Work instructions -
Reproduce the listing below character for character; drop every image.

Excerpted records -
○ ○ ○ ○

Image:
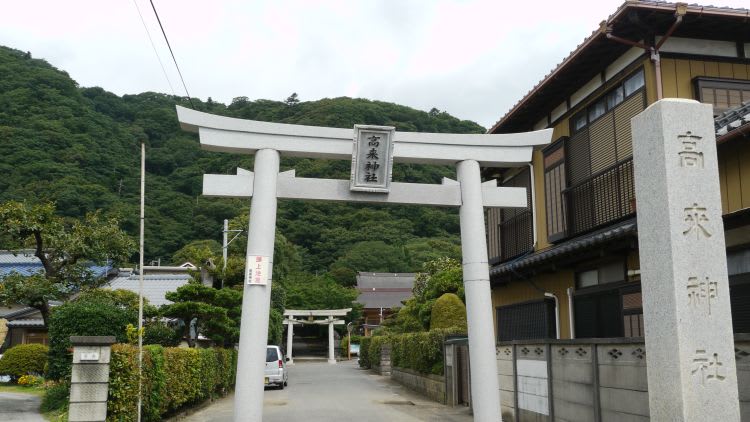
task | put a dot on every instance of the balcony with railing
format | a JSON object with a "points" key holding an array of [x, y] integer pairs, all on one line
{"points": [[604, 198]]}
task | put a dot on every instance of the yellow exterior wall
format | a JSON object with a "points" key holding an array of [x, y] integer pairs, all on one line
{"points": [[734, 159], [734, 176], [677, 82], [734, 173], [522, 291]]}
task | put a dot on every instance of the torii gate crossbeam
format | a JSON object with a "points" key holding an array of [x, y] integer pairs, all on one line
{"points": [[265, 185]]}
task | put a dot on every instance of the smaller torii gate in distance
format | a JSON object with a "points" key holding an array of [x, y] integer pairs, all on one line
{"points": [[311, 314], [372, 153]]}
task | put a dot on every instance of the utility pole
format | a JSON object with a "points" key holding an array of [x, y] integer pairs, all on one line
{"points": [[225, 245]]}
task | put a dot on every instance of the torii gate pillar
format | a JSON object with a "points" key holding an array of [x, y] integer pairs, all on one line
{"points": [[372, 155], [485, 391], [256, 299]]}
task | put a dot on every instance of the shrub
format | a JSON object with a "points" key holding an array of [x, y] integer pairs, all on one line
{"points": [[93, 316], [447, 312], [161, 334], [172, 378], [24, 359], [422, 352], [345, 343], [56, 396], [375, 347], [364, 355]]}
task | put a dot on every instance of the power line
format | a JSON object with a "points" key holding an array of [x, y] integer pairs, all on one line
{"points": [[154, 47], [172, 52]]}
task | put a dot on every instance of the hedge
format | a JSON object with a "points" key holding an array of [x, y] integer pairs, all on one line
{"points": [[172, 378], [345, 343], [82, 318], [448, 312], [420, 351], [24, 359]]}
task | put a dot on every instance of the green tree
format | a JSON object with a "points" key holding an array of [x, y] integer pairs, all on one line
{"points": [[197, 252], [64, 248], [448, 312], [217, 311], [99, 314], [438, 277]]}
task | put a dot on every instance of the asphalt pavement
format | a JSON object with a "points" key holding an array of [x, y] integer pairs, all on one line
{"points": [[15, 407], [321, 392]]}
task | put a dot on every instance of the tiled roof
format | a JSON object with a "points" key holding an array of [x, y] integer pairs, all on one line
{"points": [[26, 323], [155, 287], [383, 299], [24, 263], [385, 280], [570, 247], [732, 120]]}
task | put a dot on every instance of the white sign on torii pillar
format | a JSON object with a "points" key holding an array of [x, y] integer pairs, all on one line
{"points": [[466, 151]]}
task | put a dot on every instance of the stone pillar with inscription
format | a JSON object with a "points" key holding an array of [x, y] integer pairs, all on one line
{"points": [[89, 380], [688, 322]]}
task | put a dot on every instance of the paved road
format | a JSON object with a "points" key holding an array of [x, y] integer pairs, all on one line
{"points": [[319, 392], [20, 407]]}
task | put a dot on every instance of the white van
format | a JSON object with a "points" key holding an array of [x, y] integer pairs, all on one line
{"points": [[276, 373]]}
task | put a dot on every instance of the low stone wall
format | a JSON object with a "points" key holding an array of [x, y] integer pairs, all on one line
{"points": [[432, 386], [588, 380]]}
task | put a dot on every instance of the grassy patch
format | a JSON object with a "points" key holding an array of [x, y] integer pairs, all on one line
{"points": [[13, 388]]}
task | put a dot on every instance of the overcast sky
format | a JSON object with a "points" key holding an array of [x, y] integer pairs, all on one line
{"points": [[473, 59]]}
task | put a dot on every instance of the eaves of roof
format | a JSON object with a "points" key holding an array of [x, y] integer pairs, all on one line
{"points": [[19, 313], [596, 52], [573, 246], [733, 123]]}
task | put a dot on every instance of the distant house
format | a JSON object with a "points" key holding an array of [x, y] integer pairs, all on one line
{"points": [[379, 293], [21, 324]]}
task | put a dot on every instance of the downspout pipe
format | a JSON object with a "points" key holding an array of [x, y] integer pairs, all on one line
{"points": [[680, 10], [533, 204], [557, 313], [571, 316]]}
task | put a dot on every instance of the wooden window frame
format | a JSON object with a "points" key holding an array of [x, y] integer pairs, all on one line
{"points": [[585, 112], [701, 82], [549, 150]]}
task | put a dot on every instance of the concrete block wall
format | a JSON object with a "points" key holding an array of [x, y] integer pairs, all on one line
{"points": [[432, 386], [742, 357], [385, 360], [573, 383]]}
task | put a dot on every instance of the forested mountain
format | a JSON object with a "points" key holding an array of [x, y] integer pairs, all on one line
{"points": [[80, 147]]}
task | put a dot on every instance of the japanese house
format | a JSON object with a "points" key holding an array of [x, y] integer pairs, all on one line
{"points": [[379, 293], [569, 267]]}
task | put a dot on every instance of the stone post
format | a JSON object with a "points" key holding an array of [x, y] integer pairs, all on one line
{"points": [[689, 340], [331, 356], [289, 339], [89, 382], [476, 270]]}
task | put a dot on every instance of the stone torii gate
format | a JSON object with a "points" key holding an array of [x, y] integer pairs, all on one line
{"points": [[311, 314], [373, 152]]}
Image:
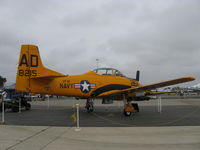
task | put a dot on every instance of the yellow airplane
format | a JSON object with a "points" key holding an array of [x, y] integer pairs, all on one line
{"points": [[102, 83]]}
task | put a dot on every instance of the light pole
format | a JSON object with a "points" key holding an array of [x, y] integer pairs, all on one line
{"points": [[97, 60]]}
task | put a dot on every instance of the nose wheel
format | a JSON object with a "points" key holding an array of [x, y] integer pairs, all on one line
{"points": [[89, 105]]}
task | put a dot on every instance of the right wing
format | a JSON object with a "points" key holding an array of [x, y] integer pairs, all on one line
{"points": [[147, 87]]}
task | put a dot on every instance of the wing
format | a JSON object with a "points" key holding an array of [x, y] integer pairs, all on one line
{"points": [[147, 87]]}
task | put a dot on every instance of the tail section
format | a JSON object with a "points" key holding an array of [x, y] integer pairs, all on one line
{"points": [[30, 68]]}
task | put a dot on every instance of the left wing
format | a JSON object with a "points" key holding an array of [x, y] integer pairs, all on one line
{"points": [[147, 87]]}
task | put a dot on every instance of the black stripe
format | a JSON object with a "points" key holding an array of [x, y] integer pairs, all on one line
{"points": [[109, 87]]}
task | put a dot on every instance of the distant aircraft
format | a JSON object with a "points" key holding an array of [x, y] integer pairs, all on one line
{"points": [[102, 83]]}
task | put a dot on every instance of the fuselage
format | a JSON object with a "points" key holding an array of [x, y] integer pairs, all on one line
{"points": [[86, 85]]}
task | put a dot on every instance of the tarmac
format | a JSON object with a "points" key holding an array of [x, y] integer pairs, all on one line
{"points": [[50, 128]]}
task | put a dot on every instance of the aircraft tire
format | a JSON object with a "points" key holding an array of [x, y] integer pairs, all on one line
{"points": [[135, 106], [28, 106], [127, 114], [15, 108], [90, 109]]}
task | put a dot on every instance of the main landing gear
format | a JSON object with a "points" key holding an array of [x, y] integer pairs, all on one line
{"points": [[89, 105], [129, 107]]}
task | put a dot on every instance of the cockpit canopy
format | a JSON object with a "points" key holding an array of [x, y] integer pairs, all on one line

○ ○ ○ ○

Result -
Image:
task | put a dot on every instance of the balcony with railing
format | a JSON object with a "points" key holding an array of [x, y] integer pairs, all on one line
{"points": [[604, 198]]}
task | put a dot on every instance of the yellow exterior wall
format | a JSON object with a "points" key holding an array of [x, y] integer pairs, all on one line
{"points": [[734, 159], [734, 176], [677, 82], [734, 173], [522, 291]]}
task | put a dot on every instance of the torii gate crossbeam
format | a JSON object with a "points" key holding an array of [x, y] integer pairs, all on one line
{"points": [[265, 185]]}
task | put a dot on every instance of the smaller torii gate in distance
format | a JSON object with a "points" key holding an array of [x, y] integer pairs, all on one line
{"points": [[311, 314], [372, 153]]}
task | put a dot on every instance of the utility pole
format | a JSON object with a "points" key holding an array of [x, y] integer pairs, all on one line
{"points": [[225, 245]]}
task | put a dot on every instance of the torii gate pillar
format | a JSON object with a "points" key holding an array of [x, y] integer pairs, all on one line
{"points": [[372, 155], [485, 391], [256, 299]]}
task | put a dot on every instance of the shrub
format | a JSON object with a "points" key holding an array of [x, y] integer pairs, all on one line
{"points": [[93, 316], [447, 312], [161, 334], [172, 378], [24, 359], [422, 352], [345, 343], [56, 396], [375, 347], [364, 355]]}
task | put a dot on every instance of the power line
format | a JSON object with a "points" key holding an array of [x, y] integer pairs, all on one line
{"points": [[154, 47], [172, 52]]}
task | put a dot on every instance of the hedge
format | a JSON object with a "points" key holding an array of [x, y] integer pairs, all on one line
{"points": [[172, 378], [345, 343], [82, 318], [448, 312], [420, 351], [24, 359]]}
task | put a dot on every instance of the green tree
format | a JSON object with a "points" key holding an array of [x, y] integer pairs, all on one line
{"points": [[197, 252], [64, 248], [448, 312], [217, 311], [99, 314], [438, 277]]}
task | put a dot on every instance of the asphalt pavement
format | a JSON object with a "points" key holding an array of [x, y] integer pairs, all on one line
{"points": [[15, 407], [321, 392]]}
task | put a dot on every instance of the tiled roof
format | a JSON object with a "points" key holding an array of [x, y] integer pairs, all on one line
{"points": [[26, 323], [155, 287], [383, 299], [24, 263], [385, 280], [570, 247], [732, 120]]}
task | put a dot on every instance of the white sign on torii pillar
format | a JSON object with a "points" key holding an array of [x, y] integer pairs, all on one line
{"points": [[466, 151]]}
task | put a dot on every instance of the stone pillar with inscription
format | a JSON object with a "points" key holding an array of [x, y] integer pairs, all on one line
{"points": [[89, 380], [688, 322]]}
task | put a dot on every instance of the paved road
format | a JSON object with a "points" key holding an array of [x, y] integer pairs, all on one line
{"points": [[319, 392], [20, 407]]}
task | put a dot on every instance of the white van
format | a JSON object with a "points" key holding an array of [x, y] integer pairs, all on one line
{"points": [[276, 373]]}
task | put a dot on every instance of the low stone wall
format | a JSON object with a "points" key holding an array of [x, y] integer pairs, all on one line
{"points": [[432, 386], [588, 380]]}
task | put a dot on every instance of the grassy patch
format | a JSON object with a "points" key holding an array of [x, y] integer pairs, all on one line
{"points": [[13, 388]]}
task | put a dot on every instance of the overcast sky
format | a JSON object with a "points" key holding an array of [x, y] integer pairs, all on one line
{"points": [[473, 59]]}
task | put a dot on every instance of the eaves of roof
format | a JSON object with a "points" key holding an array of [x, y] integer pairs, all on one line
{"points": [[19, 313], [596, 52], [573, 246], [733, 123]]}
task | put a dot on every instance of the distant house
format | a JSON object with a "points" key holding an array of [x, y] integer pairs, all on one line
{"points": [[379, 293], [21, 324]]}
task | put a dot on every instance of the downspout pipe
format | a JSON object with a "points" key holding an array of [x, y] integer pairs, all on one line
{"points": [[680, 10], [533, 204], [557, 313], [571, 316]]}
task | put a dot on every instance of the wooden window frame
format | a JSON object with a "points" key holding an array of [x, y] integer pairs, all on one line
{"points": [[585, 112], [701, 82], [549, 150]]}
task | put a dot on every instance of the concrete block wall
format | a JSON object with a "points" key holding an array of [x, y] integer pairs, all on one line
{"points": [[432, 386], [742, 357], [385, 360], [573, 383]]}
task | put a dot on every instance of the forested mountain
format | a JSON object with a "points" key holding an array of [x, y] integer pairs, all on one line
{"points": [[80, 147]]}
task | put a dot on every instance of the japanese house
format | a JSON object with a "points" key holding an array of [x, y] integer pairs, all on one line
{"points": [[379, 293], [569, 267]]}
task | put a dot on every instance of the stone post
format | a JSON object with a "points" key holding an array of [x, y] integer pairs, all on one line
{"points": [[689, 340], [331, 356], [289, 339], [89, 382], [476, 270]]}
task | put a dot on every instance of the stone torii gate
format | a JSON object with a "points" key holding an array of [x, y] integer pairs, all on one line
{"points": [[311, 314], [373, 152]]}
Image:
task | put a dot on every instance of the yellow airplane
format | a JSON object with a "points" key holding an array of [x, y] integer pairs, all on one line
{"points": [[102, 83]]}
task | put a dot on every instance of the light pole
format | a JSON object with a "points" key holding an array of [x, y] integer pairs, all on one line
{"points": [[97, 60]]}
task | put a dot on every instance of the nose wheel
format | a JSON object with a "points" key holding an array of [x, y] integer pairs, all on one line
{"points": [[89, 105]]}
task | put a dot on every instance of the right wing
format | a JSON object with a "points" key holding an array of [x, y] integer pairs, all on one line
{"points": [[147, 87]]}
task | put a dot on every instance of the wing
format | a JSON object with a "points" key holding an array of [x, y] integer pairs, all on one line
{"points": [[147, 87]]}
task | put a dot on every instance of the tail section
format | a JSON object with a "points" key holding an array of [x, y] integer pairs, all on one line
{"points": [[30, 68]]}
task | put a dot on every instance of the left wing
format | a JSON object with a "points" key holding an array of [x, y] integer pairs, all on one line
{"points": [[147, 87]]}
task | put a dot on every instance of the black stripe
format | a JSON object with a "points" key holding an array of [x, y] integer pairs, all on one line
{"points": [[109, 87]]}
task | put a dot on every instance of the distant aircraft
format | a JSON object with a "points" key holding an array of [x, y] integer pairs, all on one line
{"points": [[102, 83]]}
task | put a dot on every instance of the fuselage
format | a JSON object with a "points" key holding an array of [x, y] integer pairs, all on one line
{"points": [[86, 85]]}
task | put a dot on every instance of the tarmac
format | a JSON object with a "points" key holding an array of [x, y] integer pairs, all on one line
{"points": [[50, 128]]}
task | put a dot on every instance of the aircraft tire
format | a JSON object with a "points" key holding an array of [x, y] integer pairs, all on one line
{"points": [[135, 106], [28, 106], [127, 114], [15, 108], [90, 109]]}
task | put a dot on every instance of the main landing gear
format | a JSON object with a "points" key holding an array of [x, y] integer pairs, all on one line
{"points": [[89, 105], [129, 107]]}
task | put a dot on every instance of the cockpit canopy
format | a JSON object with a "points" key holding an array of [x, y] integer pairs, all on one line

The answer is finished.